■ **Présentation de l'exercice**
Reprenez le texte sur les divisions de la gauche au sein de la NUPES à la suite de sa dernière phrase.

■ **Extrait choisi**
A gauche, combien de divisions ?

L’image était belle : autour du leader de ”La France Insoumise”, des visages venus de tous les horizons de la gauche entonnant la Marseillaise et faisant avec leurs doigts de V de la victoire*. Pour ceux que les divisions de la gauche tout au long de la campagne présidentielle avait plongés dans la désespérance, quel réconfort ! Las, il n’aura pas fallu plus de 48h pour que l’édifice se lézarde. Samedi, la journée de la NUPES aura-t-elle été la journée des dupes ? 

Ce qui s’est passé à Vénissieux est emblématique des fractures et des contradictions que porte en elle la coalition opportuniste que Jean-Luc Mélanchon a constituée après son échec à la présidentielle. L’investiture dans cette ville de la banlieue lyonnaise d’un ”insoumis” dont les engagements et les propos** sont contraires à la tradition universaliste et anti-raciste de la gauche est symptomatique de la complaisance de ce mouvement à l’égard de ceux qui n’ont de cesse de distiller leur haine des autres et de la France. La détermination d’une élue communiste à affronter cet individu faisant observer que se soumettre à cette décision d’investiture serait renier ses propres engagements et les combats de toute une vie ; la fermeté du soutien qu’elle a obtenu du leader du PC Fabien Roussel, montrent assez que dans son OPA sur la gauche, Jean-Luc Mélanchon n’avait aucune vision de ce que pourrait être une coalition digne de l’espoir qu’elle suscitait. Au final, le candidat des ”insoumis” a battu en retraite, retirant sa candidature après la polémique provoquée par son parachutage. A Paris, dans le Nord, en Dordogne, en région lyonnaise et ailleurs, d’autres dissidences voient le jour, signes que l’alliance contractée voilà une semaine n’a d’union que le nom. De 2012 à 2017, François Hollande a subi les assauts des frondeurs qui l’ont réduit à l’impuissance. En 2022, c’est avant même le premier tour des législatives où il espère prendre sa revanche que Jean-Luc Mélanchon observe les lézardes qui menacent déjà son propre édifice.

Données de pointage sur image

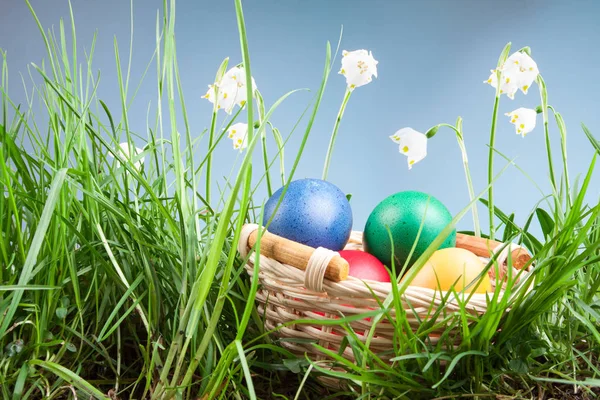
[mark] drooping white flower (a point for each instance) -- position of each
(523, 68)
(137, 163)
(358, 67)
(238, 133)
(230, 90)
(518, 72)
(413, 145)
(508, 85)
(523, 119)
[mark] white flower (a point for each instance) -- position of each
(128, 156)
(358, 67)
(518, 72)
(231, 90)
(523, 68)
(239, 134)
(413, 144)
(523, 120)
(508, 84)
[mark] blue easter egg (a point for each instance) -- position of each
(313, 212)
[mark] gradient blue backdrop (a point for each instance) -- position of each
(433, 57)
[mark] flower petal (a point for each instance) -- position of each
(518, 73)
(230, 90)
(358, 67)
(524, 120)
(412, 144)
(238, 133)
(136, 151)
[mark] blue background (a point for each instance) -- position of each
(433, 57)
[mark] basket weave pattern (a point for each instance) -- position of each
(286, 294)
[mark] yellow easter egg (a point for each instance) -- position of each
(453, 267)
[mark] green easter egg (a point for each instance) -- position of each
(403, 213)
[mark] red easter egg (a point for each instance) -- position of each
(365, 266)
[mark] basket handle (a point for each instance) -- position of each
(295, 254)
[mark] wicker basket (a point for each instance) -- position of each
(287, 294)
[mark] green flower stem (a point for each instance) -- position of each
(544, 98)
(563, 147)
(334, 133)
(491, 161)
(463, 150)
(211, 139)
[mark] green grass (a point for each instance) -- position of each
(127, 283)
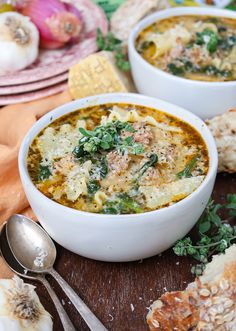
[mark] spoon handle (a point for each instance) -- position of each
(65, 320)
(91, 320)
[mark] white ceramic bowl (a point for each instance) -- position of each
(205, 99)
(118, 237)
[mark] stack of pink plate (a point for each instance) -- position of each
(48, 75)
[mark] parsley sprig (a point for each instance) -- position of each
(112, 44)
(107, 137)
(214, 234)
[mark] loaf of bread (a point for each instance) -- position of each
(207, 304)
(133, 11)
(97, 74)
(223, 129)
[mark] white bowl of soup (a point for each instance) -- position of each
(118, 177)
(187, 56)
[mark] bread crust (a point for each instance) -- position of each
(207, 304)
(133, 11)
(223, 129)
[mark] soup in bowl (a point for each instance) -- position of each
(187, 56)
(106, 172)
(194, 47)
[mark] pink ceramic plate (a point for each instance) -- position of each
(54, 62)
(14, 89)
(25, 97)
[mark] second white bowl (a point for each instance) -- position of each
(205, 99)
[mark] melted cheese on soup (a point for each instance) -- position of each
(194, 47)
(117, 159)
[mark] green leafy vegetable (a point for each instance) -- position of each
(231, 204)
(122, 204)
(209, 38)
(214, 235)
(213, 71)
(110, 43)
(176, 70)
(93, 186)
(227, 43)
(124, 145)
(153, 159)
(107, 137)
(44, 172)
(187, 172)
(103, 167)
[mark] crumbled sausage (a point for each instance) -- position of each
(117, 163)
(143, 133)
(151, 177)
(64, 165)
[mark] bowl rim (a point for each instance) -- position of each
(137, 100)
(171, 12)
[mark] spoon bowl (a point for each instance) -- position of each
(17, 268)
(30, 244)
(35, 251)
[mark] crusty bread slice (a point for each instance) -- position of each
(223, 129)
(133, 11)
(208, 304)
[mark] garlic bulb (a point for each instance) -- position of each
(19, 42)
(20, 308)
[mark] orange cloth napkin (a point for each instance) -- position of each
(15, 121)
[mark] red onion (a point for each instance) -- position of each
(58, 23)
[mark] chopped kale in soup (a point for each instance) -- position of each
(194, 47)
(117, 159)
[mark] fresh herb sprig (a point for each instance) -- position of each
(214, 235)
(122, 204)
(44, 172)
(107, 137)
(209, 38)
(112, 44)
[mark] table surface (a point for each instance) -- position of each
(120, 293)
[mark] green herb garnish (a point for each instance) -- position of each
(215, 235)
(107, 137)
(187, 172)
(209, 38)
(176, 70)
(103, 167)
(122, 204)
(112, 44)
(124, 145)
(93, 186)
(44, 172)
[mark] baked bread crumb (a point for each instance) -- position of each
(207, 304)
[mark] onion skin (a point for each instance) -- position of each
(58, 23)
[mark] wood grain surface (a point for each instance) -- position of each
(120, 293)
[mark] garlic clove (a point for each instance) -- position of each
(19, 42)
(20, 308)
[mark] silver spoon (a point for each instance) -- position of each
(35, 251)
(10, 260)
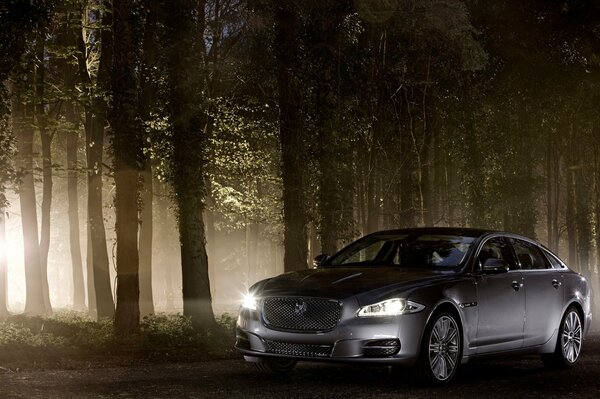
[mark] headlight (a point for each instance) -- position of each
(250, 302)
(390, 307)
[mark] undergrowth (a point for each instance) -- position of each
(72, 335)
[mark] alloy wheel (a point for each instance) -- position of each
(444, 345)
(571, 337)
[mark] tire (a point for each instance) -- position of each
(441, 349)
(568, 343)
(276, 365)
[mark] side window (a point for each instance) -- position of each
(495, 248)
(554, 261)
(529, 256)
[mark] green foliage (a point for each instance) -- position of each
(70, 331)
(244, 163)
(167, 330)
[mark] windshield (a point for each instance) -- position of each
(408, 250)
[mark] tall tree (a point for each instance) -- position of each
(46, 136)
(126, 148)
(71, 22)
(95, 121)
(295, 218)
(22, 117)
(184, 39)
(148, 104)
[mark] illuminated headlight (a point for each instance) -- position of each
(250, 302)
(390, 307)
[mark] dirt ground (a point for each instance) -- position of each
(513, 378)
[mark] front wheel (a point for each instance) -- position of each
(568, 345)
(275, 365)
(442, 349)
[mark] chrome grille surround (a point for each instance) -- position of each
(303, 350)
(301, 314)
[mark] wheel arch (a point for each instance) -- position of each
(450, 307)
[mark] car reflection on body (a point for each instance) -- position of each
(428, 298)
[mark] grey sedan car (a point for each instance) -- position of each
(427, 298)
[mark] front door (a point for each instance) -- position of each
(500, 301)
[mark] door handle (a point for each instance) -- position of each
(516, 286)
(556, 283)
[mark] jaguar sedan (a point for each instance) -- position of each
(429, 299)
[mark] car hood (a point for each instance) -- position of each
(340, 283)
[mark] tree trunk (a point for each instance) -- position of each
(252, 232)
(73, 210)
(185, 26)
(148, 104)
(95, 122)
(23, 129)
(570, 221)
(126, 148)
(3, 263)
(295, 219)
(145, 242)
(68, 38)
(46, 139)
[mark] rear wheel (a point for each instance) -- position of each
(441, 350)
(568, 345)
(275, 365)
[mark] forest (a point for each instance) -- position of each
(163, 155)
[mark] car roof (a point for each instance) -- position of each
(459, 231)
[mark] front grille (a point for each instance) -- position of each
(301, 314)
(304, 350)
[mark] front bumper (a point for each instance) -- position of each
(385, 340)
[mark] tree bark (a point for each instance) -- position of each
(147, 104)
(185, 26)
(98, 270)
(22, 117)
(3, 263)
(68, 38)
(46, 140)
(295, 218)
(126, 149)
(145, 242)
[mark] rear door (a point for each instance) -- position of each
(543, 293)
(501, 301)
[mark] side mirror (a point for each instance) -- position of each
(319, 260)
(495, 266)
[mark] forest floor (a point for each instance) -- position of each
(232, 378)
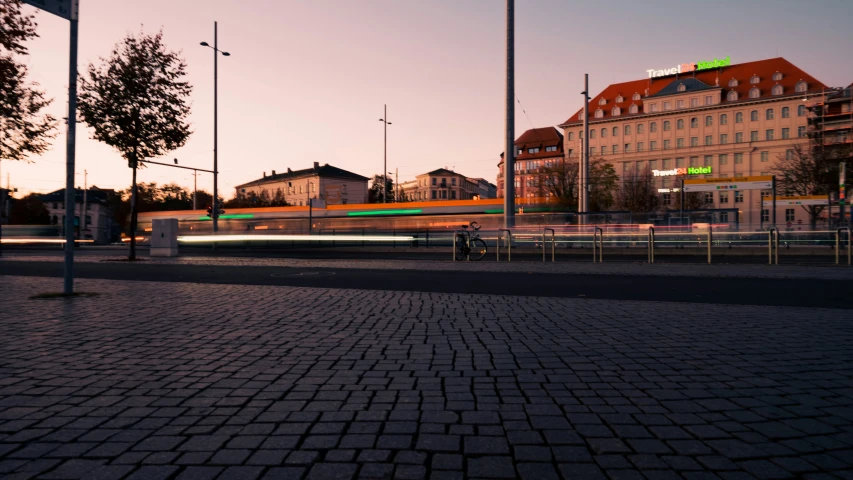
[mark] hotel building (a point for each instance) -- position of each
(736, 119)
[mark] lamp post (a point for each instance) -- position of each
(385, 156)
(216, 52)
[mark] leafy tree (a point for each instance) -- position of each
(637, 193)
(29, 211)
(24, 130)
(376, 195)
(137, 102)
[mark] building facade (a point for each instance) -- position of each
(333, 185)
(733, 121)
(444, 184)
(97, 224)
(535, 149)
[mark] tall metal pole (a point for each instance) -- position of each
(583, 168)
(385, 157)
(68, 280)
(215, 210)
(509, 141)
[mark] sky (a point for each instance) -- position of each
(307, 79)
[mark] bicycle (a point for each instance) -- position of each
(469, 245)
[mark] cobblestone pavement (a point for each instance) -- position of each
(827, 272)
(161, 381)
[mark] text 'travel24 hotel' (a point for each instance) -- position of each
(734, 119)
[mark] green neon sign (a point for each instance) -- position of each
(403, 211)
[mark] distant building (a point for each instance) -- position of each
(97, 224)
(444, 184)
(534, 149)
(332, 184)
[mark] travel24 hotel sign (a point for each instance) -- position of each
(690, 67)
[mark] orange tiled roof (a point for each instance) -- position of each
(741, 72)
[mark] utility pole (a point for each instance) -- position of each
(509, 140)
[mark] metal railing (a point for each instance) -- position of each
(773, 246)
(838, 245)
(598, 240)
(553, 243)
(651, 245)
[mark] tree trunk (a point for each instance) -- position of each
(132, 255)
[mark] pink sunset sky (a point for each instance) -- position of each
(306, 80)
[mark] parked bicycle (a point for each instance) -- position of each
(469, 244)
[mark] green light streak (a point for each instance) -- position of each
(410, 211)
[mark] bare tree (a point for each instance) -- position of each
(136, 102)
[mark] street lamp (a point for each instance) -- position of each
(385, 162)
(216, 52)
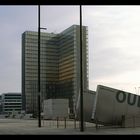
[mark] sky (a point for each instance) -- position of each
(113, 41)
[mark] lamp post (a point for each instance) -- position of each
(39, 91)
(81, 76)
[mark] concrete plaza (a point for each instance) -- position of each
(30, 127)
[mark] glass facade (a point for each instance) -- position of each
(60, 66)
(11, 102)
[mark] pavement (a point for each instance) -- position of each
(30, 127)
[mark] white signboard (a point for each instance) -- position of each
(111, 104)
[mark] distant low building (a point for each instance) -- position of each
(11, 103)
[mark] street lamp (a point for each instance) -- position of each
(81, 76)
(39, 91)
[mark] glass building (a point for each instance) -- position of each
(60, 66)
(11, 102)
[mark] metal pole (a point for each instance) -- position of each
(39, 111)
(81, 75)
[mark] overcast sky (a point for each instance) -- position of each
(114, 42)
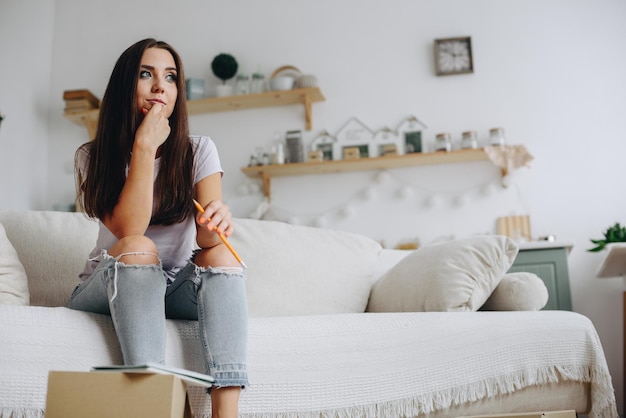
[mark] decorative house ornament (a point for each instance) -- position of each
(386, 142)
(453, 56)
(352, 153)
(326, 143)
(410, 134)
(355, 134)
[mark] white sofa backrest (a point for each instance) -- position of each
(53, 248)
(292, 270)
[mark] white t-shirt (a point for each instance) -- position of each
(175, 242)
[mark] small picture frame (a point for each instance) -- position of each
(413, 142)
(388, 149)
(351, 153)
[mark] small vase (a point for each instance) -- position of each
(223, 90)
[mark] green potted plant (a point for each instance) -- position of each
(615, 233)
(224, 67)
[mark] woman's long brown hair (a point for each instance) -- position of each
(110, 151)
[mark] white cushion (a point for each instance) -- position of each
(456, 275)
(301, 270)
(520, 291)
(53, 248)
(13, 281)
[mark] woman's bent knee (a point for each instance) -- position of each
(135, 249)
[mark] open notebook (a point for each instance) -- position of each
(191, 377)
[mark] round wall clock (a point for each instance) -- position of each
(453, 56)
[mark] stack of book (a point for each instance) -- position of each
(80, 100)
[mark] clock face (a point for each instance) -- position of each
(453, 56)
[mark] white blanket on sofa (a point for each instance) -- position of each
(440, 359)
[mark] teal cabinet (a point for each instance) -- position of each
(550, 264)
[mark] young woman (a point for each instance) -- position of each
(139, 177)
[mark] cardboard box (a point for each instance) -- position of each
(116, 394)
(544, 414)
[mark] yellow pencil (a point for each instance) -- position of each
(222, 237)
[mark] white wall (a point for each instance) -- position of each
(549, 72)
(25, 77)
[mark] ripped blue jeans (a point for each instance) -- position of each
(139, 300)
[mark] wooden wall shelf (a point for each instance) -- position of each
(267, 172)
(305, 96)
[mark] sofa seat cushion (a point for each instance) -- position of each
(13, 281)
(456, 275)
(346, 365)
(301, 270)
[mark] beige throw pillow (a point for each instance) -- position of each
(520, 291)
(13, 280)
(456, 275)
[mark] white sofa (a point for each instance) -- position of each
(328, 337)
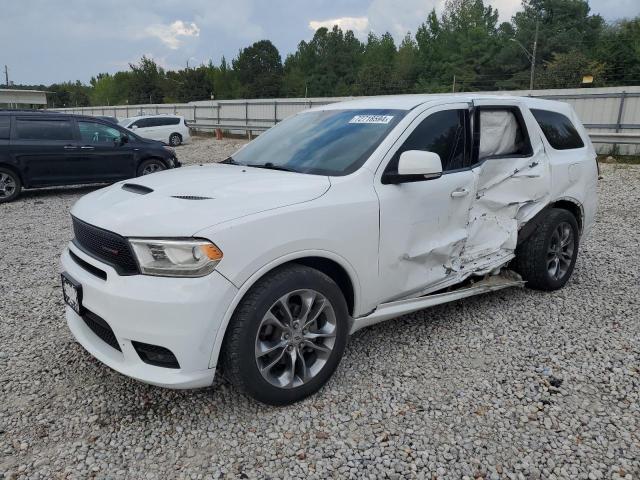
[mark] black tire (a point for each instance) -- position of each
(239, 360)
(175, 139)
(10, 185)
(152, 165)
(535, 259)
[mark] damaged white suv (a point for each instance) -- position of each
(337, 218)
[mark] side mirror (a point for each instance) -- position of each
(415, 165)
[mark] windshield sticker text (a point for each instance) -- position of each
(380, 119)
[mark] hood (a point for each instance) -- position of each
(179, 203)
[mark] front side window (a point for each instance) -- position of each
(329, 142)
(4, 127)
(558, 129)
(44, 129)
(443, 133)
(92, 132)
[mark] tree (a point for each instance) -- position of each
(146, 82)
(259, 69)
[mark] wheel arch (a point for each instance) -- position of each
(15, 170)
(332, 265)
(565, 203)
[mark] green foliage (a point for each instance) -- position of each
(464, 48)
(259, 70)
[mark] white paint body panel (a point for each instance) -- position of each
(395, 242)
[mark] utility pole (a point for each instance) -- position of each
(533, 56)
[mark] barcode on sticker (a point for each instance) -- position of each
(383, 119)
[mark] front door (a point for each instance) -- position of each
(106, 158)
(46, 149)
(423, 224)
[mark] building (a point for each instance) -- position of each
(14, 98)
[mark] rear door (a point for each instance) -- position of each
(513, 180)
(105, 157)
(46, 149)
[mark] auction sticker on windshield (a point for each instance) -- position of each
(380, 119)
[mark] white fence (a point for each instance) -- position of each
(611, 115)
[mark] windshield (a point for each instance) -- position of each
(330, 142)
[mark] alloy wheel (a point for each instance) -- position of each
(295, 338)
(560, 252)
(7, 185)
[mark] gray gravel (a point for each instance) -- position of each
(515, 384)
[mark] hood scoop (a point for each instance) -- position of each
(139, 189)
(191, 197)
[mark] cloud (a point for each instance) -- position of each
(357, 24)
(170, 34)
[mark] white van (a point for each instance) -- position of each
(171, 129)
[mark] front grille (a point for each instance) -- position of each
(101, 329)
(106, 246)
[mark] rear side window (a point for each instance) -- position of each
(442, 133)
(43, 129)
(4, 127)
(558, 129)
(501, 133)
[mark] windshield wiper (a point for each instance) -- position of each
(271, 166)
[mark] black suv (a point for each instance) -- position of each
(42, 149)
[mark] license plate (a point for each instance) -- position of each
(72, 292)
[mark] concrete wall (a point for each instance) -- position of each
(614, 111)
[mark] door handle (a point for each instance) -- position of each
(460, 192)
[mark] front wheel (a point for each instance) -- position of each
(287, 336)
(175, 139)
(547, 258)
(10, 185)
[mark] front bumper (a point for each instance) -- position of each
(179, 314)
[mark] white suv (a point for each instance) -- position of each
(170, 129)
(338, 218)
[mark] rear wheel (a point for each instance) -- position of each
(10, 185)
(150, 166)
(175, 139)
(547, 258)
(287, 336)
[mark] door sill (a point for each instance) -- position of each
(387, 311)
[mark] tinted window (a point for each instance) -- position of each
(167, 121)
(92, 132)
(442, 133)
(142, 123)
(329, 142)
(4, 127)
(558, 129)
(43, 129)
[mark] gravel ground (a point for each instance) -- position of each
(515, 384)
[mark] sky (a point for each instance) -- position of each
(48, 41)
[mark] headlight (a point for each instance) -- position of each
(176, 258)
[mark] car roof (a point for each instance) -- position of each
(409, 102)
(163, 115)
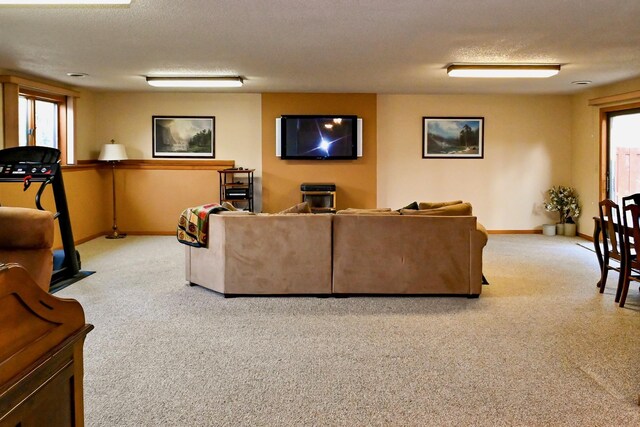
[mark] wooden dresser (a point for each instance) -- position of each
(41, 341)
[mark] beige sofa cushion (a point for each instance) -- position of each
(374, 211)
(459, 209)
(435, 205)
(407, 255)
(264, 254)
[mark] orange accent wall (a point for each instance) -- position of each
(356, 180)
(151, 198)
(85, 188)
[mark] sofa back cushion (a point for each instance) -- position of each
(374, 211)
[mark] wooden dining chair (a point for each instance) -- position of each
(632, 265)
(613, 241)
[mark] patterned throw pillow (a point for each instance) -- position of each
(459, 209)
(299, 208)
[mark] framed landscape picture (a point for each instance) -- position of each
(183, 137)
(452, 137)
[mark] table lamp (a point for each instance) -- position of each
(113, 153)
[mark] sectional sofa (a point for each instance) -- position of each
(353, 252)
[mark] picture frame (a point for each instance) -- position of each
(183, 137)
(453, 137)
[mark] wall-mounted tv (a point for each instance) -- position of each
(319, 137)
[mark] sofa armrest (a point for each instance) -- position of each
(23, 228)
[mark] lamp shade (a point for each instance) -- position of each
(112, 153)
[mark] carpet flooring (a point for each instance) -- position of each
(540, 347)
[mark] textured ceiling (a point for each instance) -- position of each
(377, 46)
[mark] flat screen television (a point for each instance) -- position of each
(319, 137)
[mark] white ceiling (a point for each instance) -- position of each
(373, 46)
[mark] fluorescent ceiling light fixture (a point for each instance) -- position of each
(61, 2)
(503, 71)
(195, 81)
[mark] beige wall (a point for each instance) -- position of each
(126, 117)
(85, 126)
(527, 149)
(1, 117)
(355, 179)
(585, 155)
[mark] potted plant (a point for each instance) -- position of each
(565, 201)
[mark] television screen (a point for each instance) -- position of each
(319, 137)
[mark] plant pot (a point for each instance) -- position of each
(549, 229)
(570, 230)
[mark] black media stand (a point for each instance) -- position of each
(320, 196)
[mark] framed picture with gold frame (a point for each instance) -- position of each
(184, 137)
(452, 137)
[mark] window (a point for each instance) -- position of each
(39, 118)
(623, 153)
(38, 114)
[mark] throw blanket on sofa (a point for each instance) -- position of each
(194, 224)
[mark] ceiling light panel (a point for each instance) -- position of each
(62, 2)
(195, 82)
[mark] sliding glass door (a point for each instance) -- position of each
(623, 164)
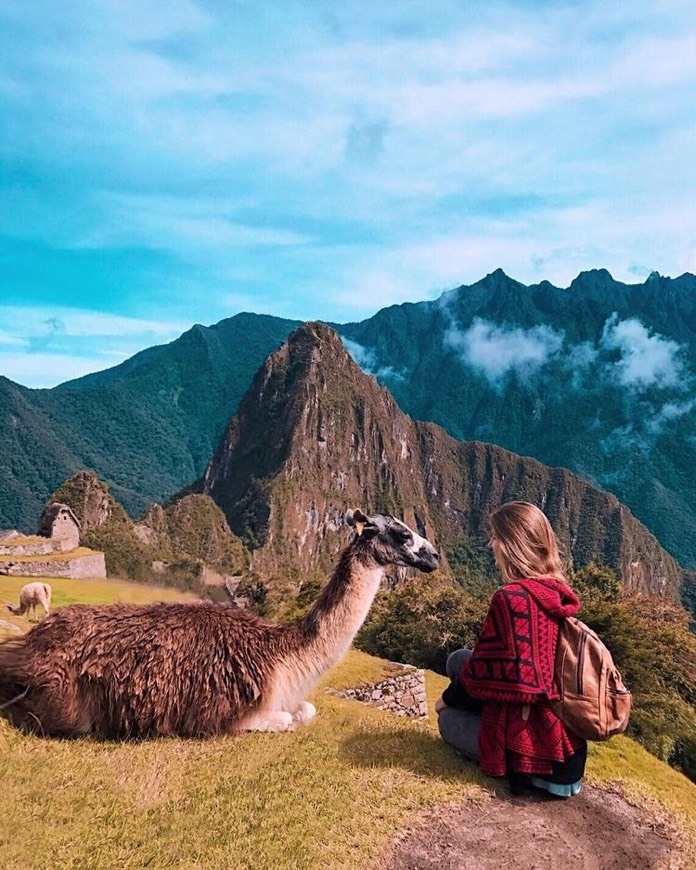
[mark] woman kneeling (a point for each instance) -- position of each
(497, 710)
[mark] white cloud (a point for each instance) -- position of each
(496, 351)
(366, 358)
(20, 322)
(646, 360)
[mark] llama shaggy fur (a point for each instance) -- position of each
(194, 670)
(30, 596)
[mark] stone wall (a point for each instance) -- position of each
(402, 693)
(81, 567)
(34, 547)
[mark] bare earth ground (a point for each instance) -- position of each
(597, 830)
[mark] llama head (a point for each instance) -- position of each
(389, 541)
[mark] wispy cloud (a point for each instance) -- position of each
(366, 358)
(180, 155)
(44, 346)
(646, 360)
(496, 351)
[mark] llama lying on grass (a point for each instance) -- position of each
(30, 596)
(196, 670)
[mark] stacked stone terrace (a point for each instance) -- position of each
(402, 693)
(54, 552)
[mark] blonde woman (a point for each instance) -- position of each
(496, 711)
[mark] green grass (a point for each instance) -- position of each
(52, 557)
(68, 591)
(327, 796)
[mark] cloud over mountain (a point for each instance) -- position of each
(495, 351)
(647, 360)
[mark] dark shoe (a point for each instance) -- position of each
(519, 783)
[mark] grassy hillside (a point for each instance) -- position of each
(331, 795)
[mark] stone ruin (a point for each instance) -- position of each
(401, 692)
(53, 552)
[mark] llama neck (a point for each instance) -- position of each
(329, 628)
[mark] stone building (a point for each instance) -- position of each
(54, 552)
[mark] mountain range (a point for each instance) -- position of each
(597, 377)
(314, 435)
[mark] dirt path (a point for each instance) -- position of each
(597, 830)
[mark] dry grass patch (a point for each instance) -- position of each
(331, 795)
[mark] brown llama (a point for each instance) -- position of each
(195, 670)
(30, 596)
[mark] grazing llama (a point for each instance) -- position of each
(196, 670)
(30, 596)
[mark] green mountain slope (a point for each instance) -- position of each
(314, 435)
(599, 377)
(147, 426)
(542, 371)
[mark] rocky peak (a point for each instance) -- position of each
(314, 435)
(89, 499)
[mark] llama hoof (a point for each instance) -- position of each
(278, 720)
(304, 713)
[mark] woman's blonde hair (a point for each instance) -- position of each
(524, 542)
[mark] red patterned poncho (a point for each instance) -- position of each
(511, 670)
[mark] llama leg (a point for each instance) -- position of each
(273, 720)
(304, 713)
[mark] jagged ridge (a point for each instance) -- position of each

■ **Réponse**
Au surplus, tout cela était prévisible car l’accord électoral, certes souhaité par les électeurs, mais imposé par les ”insoumis” et annoncé à grand renfort de tambours et de trompettes souffre de deux faiblesses insurmontables.

La première tient à la nature même du partage des circonscriptions entre formations politiques. En l’espèce, celui-ci s’attache à l’arithmétique électorale issue du premier tour de la présidentielle, et répond à l’obsession de chaque formation de pouvoir constituer un groupe à l’Assemblée Nationale. Mais lorsqu’un tel partage ne tient compte ni des réalités de terrain ni de l’équation personnelle des candidats potentiels, il ne faut pas s’étonner que la vraie vie se refuse à entrer dans les cases prévues par les apparatchiks. KO debout après leurs résultats calamiteux à la présidentielle, écologistes, communistes et socialistes se sont livrés pieds et poings liés à celui qui, seul, avait tiré son épingle du jeu.  Tout cela dans le seul espoir de sauver les meubles et retrouver quelques moyens financiers et politiques leur permettant de survivre. Et ils ont subi sans broncher les humiliations imposées par un tribun colérique qui entendait les réduire à la portion congrue. Les logiques d’appareil l’ont emporté. Au mépris de tout le reste. Démarche non seulement peu glorieuse mais de plus à l’efficacité douteuse, on le constate déjà aujourd’hui.  

La seconde faiblesse est plus grave car non seulement elle est source de divisions à venir, mais pire : promesse d’une incapacité future à gouverner. C’est à dire mener une politique cohérente et prendre les décisions qui s’imposent face aux défis qui nous attendent. Sur l’Europe, sur la politique étrangère, notamment au sujet de la ligne de conduite à suivre à l’égard de la Russie de Poutine et de l’Ukraine, tout oppose les socialistes et les écologistes à la France Insoumise. Sur le modèle républicain, la laïcité, l’intégration des populations issues de l’immigration, sur l’économie, que de divergences aujourd’hui mises sous le tapis. Il fallait être aveugle pour ne pas le voir !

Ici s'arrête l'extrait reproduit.